## WHAT YOU NEED TO DO
Determine whether each of the statements below agrees with the blog post on the Indian Pipe that follows. For each, answer yes or no and quote the deciding words of the post.
1. On first seeing the plant, the writer took it for a fungus.
2. The plant contains chlorophyll.
3. The plant grows throughout the country, the desert southwest included.

Thursday, July 26, 2012 20 comments

Wild thing, you make my heart sing

The other-worldly Indian Pipe
 
One amazing thing about living in the mountains is that just about every time I walk out the door I see something new and different.

After missing a number of cool photo ops because I don’t like to drag my heavy Nikon around, I invested in a small pocket camera I carry with me all the time. It’s the best $99 I’ve ever spent.

The other day I was out walking when I spied a most unusual plant growing underneath a fern. From afar it looked like a skeleton’s bony fingers. I incorrectly assumed it was a fungus.

Some stems have a pinkish hue
After consulting my trusty wildflower book I learned this unearthly looking specimen is called Indian Pipe (Monotropa uniflora.) Unlike most plants it doesn’t have chlorophyll so the stems and “flowers” are white and waxy.

Small wonder it is also referred to as the corpse or ghost plant.

Experts reckon the plant evolved during the Jurassic period at the peak of the dinosaur era.

Although I’d never seen one in all my years visiting the mountains, this relative of the Rhododendron can be found throughout the country with the exception of the desert southwest. (However the US Forest Service says it is not commonly encountered.)

## EXTRACTED MATERIAL
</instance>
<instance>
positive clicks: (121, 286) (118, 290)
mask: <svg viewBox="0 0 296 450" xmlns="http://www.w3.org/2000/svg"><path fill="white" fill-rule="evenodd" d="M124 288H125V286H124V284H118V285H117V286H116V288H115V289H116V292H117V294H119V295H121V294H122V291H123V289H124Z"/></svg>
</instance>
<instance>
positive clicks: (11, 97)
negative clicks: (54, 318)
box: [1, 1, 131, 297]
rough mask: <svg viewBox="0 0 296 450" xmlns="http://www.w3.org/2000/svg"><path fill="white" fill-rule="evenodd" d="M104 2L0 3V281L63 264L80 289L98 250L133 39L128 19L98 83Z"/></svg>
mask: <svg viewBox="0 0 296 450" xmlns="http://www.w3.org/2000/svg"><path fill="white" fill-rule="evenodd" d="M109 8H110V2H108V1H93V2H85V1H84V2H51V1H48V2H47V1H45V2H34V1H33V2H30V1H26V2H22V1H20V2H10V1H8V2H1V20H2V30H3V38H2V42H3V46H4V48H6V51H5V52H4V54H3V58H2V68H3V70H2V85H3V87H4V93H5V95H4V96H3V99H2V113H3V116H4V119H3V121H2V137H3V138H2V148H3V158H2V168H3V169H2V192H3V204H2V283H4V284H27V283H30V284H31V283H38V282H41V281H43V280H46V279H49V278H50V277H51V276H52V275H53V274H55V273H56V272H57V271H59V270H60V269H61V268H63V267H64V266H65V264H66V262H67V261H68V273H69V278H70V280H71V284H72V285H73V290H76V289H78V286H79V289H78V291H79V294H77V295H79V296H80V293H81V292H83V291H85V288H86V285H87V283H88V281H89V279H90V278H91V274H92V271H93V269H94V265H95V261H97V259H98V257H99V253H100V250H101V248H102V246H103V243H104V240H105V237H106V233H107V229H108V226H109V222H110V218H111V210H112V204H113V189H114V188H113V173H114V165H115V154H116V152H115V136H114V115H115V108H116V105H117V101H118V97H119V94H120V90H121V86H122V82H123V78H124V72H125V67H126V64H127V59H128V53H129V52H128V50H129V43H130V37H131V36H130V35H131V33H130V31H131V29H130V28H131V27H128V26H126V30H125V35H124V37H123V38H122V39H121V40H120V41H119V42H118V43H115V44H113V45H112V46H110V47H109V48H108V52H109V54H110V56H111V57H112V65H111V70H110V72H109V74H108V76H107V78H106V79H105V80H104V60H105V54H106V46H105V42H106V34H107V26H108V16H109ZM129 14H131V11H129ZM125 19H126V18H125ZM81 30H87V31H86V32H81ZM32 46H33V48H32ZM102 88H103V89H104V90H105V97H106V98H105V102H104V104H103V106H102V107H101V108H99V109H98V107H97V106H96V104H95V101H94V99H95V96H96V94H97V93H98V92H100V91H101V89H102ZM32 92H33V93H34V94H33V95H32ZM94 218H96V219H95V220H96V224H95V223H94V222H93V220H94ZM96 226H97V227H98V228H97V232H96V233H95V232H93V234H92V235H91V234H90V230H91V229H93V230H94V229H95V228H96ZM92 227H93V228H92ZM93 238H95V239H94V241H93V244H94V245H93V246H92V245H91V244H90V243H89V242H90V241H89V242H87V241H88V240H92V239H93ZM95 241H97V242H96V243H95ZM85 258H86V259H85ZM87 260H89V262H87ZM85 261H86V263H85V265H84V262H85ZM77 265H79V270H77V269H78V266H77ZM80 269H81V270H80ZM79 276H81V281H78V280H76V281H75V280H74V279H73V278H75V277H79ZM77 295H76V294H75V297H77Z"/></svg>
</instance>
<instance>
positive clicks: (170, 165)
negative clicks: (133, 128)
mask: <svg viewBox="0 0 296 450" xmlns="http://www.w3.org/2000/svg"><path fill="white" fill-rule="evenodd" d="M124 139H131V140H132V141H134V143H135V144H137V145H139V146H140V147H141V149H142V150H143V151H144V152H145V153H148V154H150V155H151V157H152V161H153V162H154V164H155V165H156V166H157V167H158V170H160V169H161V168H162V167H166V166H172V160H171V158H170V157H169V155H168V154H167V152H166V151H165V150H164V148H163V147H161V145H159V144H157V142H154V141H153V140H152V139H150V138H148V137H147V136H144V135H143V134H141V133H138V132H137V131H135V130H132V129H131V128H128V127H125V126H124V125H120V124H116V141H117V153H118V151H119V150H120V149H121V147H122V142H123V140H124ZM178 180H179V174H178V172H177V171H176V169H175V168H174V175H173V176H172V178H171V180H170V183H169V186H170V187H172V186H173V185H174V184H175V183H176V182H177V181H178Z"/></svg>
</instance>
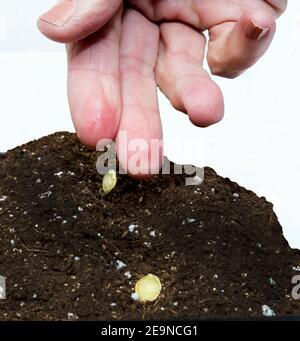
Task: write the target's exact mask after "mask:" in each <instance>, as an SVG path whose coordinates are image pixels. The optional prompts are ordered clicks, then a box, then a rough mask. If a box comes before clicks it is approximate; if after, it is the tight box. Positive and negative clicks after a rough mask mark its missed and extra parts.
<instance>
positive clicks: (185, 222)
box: [182, 218, 196, 225]
mask: <svg viewBox="0 0 300 341" xmlns="http://www.w3.org/2000/svg"><path fill="white" fill-rule="evenodd" d="M195 221H196V219H194V218H186V219H185V220H184V221H183V222H182V225H187V224H192V223H194V222H195Z"/></svg>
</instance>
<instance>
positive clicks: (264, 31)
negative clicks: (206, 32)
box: [207, 10, 276, 78]
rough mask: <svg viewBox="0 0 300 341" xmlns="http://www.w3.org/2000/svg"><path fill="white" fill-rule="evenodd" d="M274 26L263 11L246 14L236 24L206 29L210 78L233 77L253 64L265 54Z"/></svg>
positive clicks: (233, 23) (264, 11) (273, 20)
mask: <svg viewBox="0 0 300 341" xmlns="http://www.w3.org/2000/svg"><path fill="white" fill-rule="evenodd" d="M275 30H276V23H275V19H274V17H273V16H272V15H271V14H270V13H269V12H267V11H259V10H256V11H249V12H248V13H246V14H244V15H243V16H242V17H241V18H240V19H239V21H238V22H236V23H234V22H227V23H223V24H220V25H218V26H215V27H212V28H211V29H210V42H209V46H208V55H207V59H208V64H209V67H210V69H211V72H212V73H213V74H214V75H218V76H223V77H228V78H234V77H237V76H238V75H240V74H241V73H242V72H243V71H245V70H246V69H248V68H249V67H250V66H252V65H253V64H255V63H256V62H257V61H258V59H259V58H260V57H262V56H263V54H264V53H265V52H266V51H267V49H268V47H269V46H270V44H271V42H272V39H273V37H274V34H275Z"/></svg>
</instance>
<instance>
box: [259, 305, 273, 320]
mask: <svg viewBox="0 0 300 341" xmlns="http://www.w3.org/2000/svg"><path fill="white" fill-rule="evenodd" d="M261 308H262V313H263V315H264V316H266V317H272V316H275V313H274V311H273V310H272V309H271V308H270V307H268V306H267V305H263V306H262V307H261Z"/></svg>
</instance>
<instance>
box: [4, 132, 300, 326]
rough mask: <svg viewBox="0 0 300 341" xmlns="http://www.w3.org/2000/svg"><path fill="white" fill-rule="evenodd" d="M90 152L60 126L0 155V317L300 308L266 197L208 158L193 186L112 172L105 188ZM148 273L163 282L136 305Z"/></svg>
mask: <svg viewBox="0 0 300 341" xmlns="http://www.w3.org/2000/svg"><path fill="white" fill-rule="evenodd" d="M98 156H99V153H98V152H94V151H90V150H88V149H86V148H85V147H84V146H82V145H81V144H80V143H79V142H78V140H77V138H76V136H75V135H74V134H70V133H66V132H63V133H56V134H53V135H50V136H48V137H44V138H42V139H40V140H37V141H33V142H30V143H28V144H26V145H23V146H21V147H18V148H15V149H13V150H11V151H9V152H7V153H6V154H4V155H2V157H1V158H0V275H2V276H5V277H6V288H7V299H6V300H0V320H11V319H13V320H16V319H17V320H33V319H34V320H66V319H79V320H86V319H89V320H90V319H101V320H105V319H109V320H110V319H118V320H119V319H125V320H128V319H188V318H193V319H194V318H196V319H199V318H214V317H241V316H242V317H245V316H262V314H263V313H262V307H263V306H264V305H266V306H268V307H269V308H270V309H271V310H272V311H273V312H274V313H275V314H276V315H277V316H280V315H291V314H299V313H300V304H299V301H296V300H293V299H292V297H291V291H292V284H291V279H292V277H293V276H294V275H297V274H299V272H297V271H296V270H297V269H298V268H297V267H299V266H300V252H299V251H298V250H292V249H291V248H290V247H289V245H288V243H287V241H286V240H285V238H284V237H283V234H282V228H281V226H280V224H279V223H278V220H277V218H276V215H275V214H274V212H273V208H272V204H270V203H268V202H267V201H266V200H265V198H258V197H257V196H256V195H255V194H254V193H253V192H251V191H248V190H246V189H244V188H242V187H240V186H239V185H238V184H236V183H234V182H231V181H230V180H229V179H224V178H222V177H220V176H218V175H217V174H216V173H215V172H214V171H213V170H212V169H210V168H206V169H205V180H204V183H203V184H201V185H198V186H185V177H186V176H185V175H157V176H154V177H153V178H151V179H150V180H147V181H146V180H145V181H137V180H133V179H131V178H130V177H128V176H126V175H119V176H118V183H117V186H116V188H115V189H114V190H113V191H112V192H111V193H110V194H109V195H107V196H103V195H102V194H101V192H100V189H101V183H102V176H101V175H99V174H98V173H97V171H96V167H95V165H96V160H97V158H98ZM149 273H152V274H154V275H156V276H158V277H159V279H160V281H161V283H162V286H163V289H162V292H161V295H160V297H159V299H158V300H157V301H156V302H154V303H148V304H141V303H139V302H137V301H135V300H133V299H132V297H131V295H132V293H133V290H134V285H135V283H136V282H137V281H138V280H139V279H140V278H141V277H142V276H144V275H147V274H149ZM264 308H265V309H266V307H264ZM265 311H266V310H265Z"/></svg>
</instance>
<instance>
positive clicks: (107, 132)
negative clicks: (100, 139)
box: [67, 10, 121, 147]
mask: <svg viewBox="0 0 300 341" xmlns="http://www.w3.org/2000/svg"><path fill="white" fill-rule="evenodd" d="M120 30H121V10H119V11H118V13H117V14H116V15H115V17H113V18H112V19H111V21H110V22H109V23H108V24H106V25H105V26H104V27H103V29H101V30H100V31H99V32H97V33H95V34H93V35H91V36H89V37H88V38H85V39H84V40H82V41H79V42H76V43H72V44H70V45H68V46H67V53H68V97H69V104H70V110H71V115H72V119H73V122H74V125H75V128H76V131H77V134H78V137H79V138H80V140H81V141H82V142H83V143H85V144H86V145H87V146H89V147H95V146H96V144H97V142H98V141H99V140H100V139H103V138H109V139H113V138H114V137H115V136H116V133H117V129H118V125H119V121H120V111H121V97H120V79H119V41H120Z"/></svg>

## EXERCISE ANSWER
1. Yes: "I incorrectly assumed it was a fungus."
2. No: "Unlike most plants it doesn’t have chlorophyll"
3. No: "can be found throughout the country with the exception of the desert southwest."